• Passage given
-- START --

The news that China will reopen for Irish beef exports is welcome, but farmers will judge how important it is by results.
Given the stop-start nature of exports to China since it first opened in 2018, Irish beef has never had the opportunity to fully participate in the rapid growth phase of China’s beef imports as shown in figure 1.
When the market opened, there was expectation that it had the potential to quickly become one of Ireland’s top five export markets for beef.
It was never going to displace the UK as the main market, where 232,000 tonnes of Irish beef was sold in 2024.
However, top five was a realistic target, with Germany occupying fifth position in 2024 as a market for 24,000 tonnes of Irish beef.
As figure 2 shows, in 2020 before the first suspension in May that year, Ireland had exported 6,500 tonnes of beef to mainland China plus a further 9,500 tonnes to Hong Kong.
The BSE suspension didn’t apply to Hong Kong, and it was our second-largest market in Asia in 2024, taking 5,000 tonnes of Irish beef. Some Irish beef was also exported to mainland China over recent years between BSE suspensions, but meaningful volume business never got established.
Could it be different this time?
The short answer is yes, but this depends on two things. Firstly, if another BSE case occurs, even if it is atypical, Irish beef exports would be suspended again. If we can avoid that, then it is over to the market to decide if it wants Irish beef.
Looking at the trends for China’s beef imports over the past decade, we can see that the real boom in volume increase occurred between 2017 and 2022. That suggests that Ireland may have missed the boat in capturing a share of the Chinese market as it expanded rapidly.
Having secured access in 2018, Irish beef was well positioned to take advantage of the beef import boom. Most major Irish meat processors had secured approval, and the larger companies had dedicated staff and established a presence in the market ahead of its opening.
The Irish industry has the capability to do business there, and if it is commercially viable, China can still be a useful export market for Irish beef.
Quota introduction
All may not be lost if Ireland can avoid a further disruption to export approval.

-- END --

• Data shown
-- START --

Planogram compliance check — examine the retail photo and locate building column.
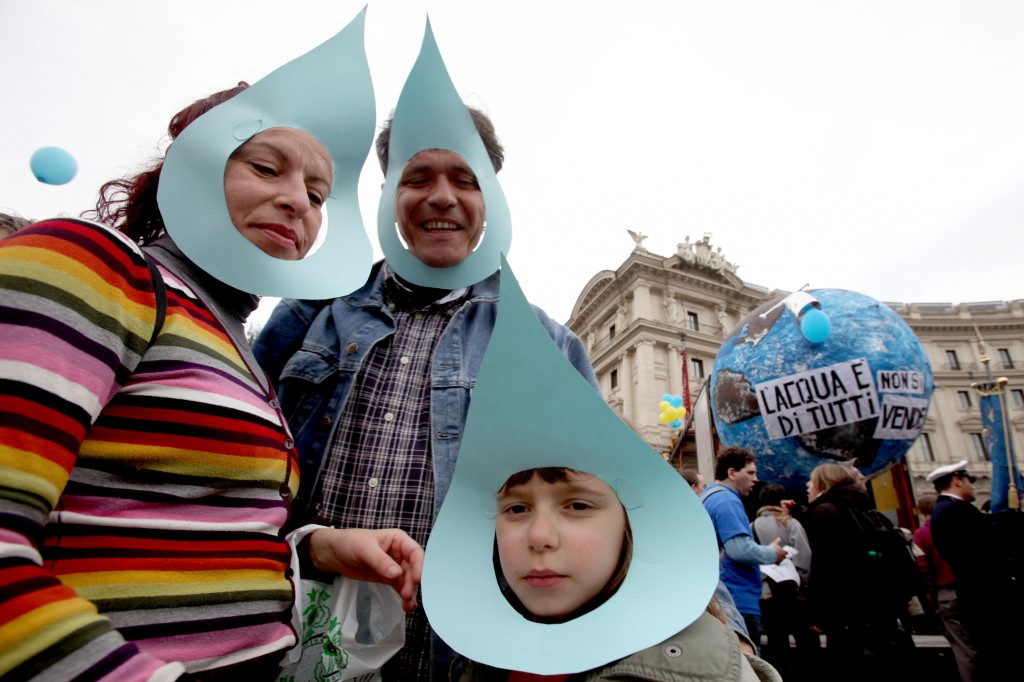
[618,351,636,419]
[666,343,683,395]
[633,339,660,427]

-- END --

• Request
Resume the article on Irish beef exports to China, starting right after its final sentence. The listing placed after the article stands apart from it as separate material.

• Written response
China has recently announced that beef imports this year, next year and 2028 will be subject to a quota limit, with a 55% tariff applied on out of quota imports.
The quota is set at 2.688m tonnes in 2026, 2.742m tonnes in 2027 and 2.797m tonnes in 2028. It is allocated on a country-by-country basis, based on average annual supply over five years to 2024. This is where it gets interesting.
Brazil’s beef exports have been increasing rapidly over the past decade in parallel with the rapid increase in import demand from China, as shown in Figure 3.
They increased by a huge 20% in 2025 to 3.5m tonnes, of which 1.68m tonnes was exported to China according to ABIEC, the trade association for Brazil’s meat exporters.
China has allocated 1.1m tonnes of the 2.688m overall import quota to Brazil for 2026, which means that if Brazil supplies the same amount of China’s beef imports this year as they did last year, then 574,000 tonnes of this would be subject to a 55% tariff.
To put this in context, it is in excess of 100,000 tonnes more than Ireland’s estimated total export volume in 2025.
Possible quota impact
The likely effect of this is that Brazilian beef exporters will be looking to get as much as possible into China in the earlier part of the year when quota is still available.
Assuming supply from Brazil is similar this year, it means exporters will be faced with a choice when the quota is exhausted; either pay the 55% tariff or look for alternative markets.
By the latter part of this year, the Mercosur trade deal with the EU may be in place, and that would create an additional quota with a 7.5% tariff that Brazil could avail of.
If they choose to pay the 55% tariff then Irish beef, which can avail of the 174,000 tonne ‘other countries’ quota, would be competitively priced.
On the other hand, if Brazil’s exporters switch to alternative markets when the China quota is filled, that would create a gap in the market for imports which Irish exporters could step into.
Of course, this could also be filled by one of the other South American countries or New Zealand, who are allocated a higher quota in 2026 than the volume they supplied in 2025.
Australia are in a similar situation to Brazil, as they have been increasing exports to China over recent years.
MLA data shows that in 2025 they exported 273,000 tonnes of beef to China which is 67,000 tonnes more than the quota they have been allocated for 2026.
Irish opportunities and threats
A feeling has grown in recent years that Ireland has missed the boat in developing China as a substantial export market for Irish beef. That may still be the case, but as explained there are reasons why it could be different this time, if we can avoid further cases of BSE. For the first time there will be a barrier in 2026 for the world’s two largest beef exporters in doing business with China. That could open a window for Ireland.
Irish companies had invested time and personnel in China and will retain contacts in the market and many have continued to do business with Hong Kong.
For Dawn Meats, the New Zealand part of their business will be well acquainted with the market, and this could be what Niall Browne had in mind when he told the Irish Farmers Journal that the Dawn-Alliance deal could open doors for Irish farmers. While China may be an opportunity for Irish beef in 2026, it may also have caused a threat.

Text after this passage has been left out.